* [TEXT SHOWN]:
######

Native motion picture karma proposes a critical study of European Modernism as a performative model for thinking about South Asian film and art. The principal thrust of my dissertation is to delineate the erased and suppressed minor1 South Asian histories through the lens of South Asian art and cinema, practiced as what Karl Marx dubbed sensuous knowledge or “practical, human sensuous activity,”2 contra the systemic violence of Euro-universality and, the modernism-fascism complex.

My original contribution to the field of cinema study and art history would be to evidence that interwar Modernism is a Eurasian production; this modernism is founded on the heady mix Vedantic goddess worshipping, tantra and syncretic and riverine Islam of the larger Bengal-Balkan Islamic Complex —not the desert Islam of the Arabia—with its deep and radical emphasis on spiritual ecology or ziraat (زراعة) in relation to insaf (انصاف) or justice and development of spirit or ruhaniyat ( ش ر و ع) trafficked as Traditionalist knowledge.

My dissertation is not only a critical study of the muted matrix of fascism in Modernism, but a historical accounting for key erased events that mark what Gilles Deleuze called the shift from the “true” grand narratives—of Europeanness, nationalism, subjecthood—to an eliminated history in Eurasian cultural memory vis-à-vis modernism-fascism complex.Entangling cinema study, art history, and media archeology, my theoretical endeavor will identify and interrogate the protocols and procedures that enable a politics of erasure, as well as the historical blind spots that have maintained the coherence of Anglo-Eurasian art history and film study within the context of modernism. Using key figures like renowned Oscar-winning Indian filmmaker Satyajit Ray and Dutch artist Rembrandt Harmenszoon van Rijn, I will trace an alternate polluted history, susceptible to plurality and heterogenous influences of the native practices as soft philosophy machines performing a unique form of sensuous knowledge contra the Eurouniversality of modernism and art history.

######

Lines of data:
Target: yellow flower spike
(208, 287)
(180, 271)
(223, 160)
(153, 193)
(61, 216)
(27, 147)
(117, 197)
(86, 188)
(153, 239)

######

* [SET TASK]:
Reproduce the passage of the dissertation overview above that opens with the words containing "Native motion picture" and closes with "the modernism-fascism complex.".

* [COMPLETE RESPONSE]:
Native motion picture karma proposes a critical study of European Modernism as a performative model for thinking about South Asian film and art. The principal thrust of my dissertation is to delineate the erased and suppressed minor1 South Asian histories through the lens of South Asian art and cinema, practiced as what Karl Marx dubbed sensuous knowledge or “practical, human sensuous activity,”2 contra the systemic violence of Euro-universality and, the modernism-fascism complex.